(EXTRACTED MATERIAL)
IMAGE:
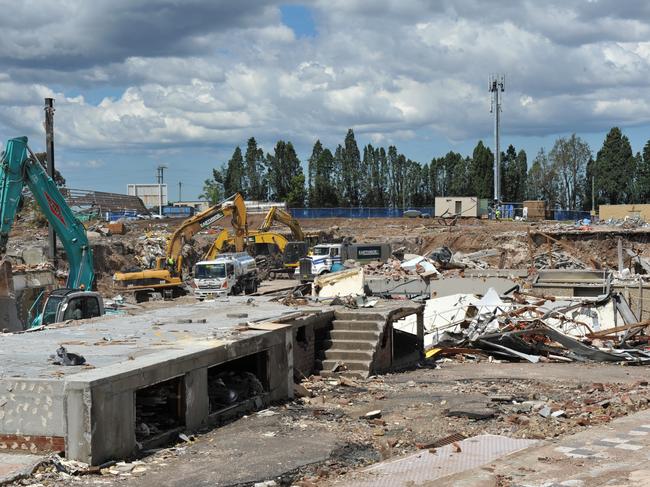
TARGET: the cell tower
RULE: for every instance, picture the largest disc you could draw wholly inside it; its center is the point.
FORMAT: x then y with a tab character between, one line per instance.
497	85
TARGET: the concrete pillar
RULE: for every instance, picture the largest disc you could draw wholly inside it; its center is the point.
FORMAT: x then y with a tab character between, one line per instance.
197	402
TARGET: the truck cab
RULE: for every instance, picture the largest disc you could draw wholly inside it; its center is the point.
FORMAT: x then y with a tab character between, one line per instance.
325	257
231	273
70	304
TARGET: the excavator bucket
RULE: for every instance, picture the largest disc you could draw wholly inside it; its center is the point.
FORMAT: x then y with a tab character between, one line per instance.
8	312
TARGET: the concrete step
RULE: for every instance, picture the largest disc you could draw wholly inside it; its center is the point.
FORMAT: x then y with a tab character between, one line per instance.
345	355
357	325
355	335
359	316
350	344
358	366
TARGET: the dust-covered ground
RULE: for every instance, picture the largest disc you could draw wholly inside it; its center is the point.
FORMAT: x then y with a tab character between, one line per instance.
313	440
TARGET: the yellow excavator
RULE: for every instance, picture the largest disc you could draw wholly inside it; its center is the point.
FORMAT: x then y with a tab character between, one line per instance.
167	276
282	255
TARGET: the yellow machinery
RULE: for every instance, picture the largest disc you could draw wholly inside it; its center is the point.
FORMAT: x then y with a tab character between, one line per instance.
282	255
167	276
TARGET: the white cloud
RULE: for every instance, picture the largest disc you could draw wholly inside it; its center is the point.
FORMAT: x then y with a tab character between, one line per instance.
390	69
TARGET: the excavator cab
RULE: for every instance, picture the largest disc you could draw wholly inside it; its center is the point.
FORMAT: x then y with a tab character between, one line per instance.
293	252
66	304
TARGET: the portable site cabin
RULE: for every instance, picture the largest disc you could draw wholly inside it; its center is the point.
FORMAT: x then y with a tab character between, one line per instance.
463	206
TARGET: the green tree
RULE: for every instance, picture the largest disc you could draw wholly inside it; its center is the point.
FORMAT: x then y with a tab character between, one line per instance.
297	192
542	180
283	166
325	194
213	190
643	175
521	175
614	169
508	177
254	159
351	170
482	171
312	165
570	156
234	178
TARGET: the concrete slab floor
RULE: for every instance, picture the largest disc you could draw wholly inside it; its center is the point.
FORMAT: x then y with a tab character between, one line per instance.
113	339
322	439
14	465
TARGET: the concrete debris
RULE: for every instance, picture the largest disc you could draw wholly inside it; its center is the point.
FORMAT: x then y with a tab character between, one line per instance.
63	357
522	327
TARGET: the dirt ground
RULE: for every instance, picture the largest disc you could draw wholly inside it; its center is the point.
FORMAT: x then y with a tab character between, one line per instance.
312	441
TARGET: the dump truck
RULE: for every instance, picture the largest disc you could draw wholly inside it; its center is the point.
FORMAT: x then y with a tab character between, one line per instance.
229	273
329	256
167	276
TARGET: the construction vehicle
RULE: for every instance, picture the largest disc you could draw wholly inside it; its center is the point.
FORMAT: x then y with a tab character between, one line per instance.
330	257
76	300
167	277
275	253
230	273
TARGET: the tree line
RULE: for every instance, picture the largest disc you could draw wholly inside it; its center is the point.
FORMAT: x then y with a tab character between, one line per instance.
565	176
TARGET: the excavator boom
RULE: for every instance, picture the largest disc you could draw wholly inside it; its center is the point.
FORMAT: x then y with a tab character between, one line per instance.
18	170
282	216
170	277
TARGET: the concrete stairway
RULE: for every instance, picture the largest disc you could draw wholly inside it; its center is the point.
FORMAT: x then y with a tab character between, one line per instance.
352	342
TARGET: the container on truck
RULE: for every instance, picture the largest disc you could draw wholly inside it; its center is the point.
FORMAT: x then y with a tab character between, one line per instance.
229	273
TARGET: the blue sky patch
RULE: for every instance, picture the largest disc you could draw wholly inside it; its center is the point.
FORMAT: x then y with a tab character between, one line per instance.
299	19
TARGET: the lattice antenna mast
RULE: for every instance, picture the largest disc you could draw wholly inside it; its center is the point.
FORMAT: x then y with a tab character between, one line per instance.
496	86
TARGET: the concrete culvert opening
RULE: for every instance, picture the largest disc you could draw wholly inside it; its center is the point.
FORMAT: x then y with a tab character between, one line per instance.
239	385
159	409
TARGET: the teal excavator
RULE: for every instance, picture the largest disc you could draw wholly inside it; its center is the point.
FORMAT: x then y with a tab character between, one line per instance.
76	300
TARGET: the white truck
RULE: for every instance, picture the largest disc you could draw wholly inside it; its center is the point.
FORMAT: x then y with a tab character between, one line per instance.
330	257
230	273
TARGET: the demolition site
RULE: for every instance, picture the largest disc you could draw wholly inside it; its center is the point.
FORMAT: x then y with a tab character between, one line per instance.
246	343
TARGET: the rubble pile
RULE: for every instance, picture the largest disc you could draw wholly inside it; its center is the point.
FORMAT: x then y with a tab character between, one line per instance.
558	259
150	246
527	328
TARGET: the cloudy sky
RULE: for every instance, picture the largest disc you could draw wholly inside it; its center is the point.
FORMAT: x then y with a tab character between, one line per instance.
181	83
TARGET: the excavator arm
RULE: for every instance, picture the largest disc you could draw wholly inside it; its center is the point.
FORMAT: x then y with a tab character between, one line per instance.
233	207
18	170
281	216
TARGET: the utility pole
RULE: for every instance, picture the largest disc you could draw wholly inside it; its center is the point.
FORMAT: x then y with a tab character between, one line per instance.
161	177
593	195
496	86
49	148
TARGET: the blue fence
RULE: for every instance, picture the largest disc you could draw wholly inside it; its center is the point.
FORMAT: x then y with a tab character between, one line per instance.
354	212
112	216
506	210
572	215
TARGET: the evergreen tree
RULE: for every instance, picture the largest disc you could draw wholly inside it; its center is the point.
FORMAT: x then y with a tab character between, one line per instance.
543	180
325	194
570	156
521	175
234	177
643	175
508	174
614	169
482	171
350	170
254	160
283	166
297	193
316	152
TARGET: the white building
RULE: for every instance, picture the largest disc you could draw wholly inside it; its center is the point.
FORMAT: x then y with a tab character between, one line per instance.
150	194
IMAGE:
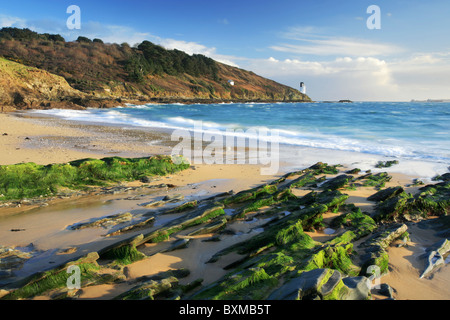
(End EXTRACTED MATERIAL)
**TASK TO COMPLETE:**
In the entries above, count each line with "blue"; reply with the total only.

**WRITTEN RESPONSE:**
2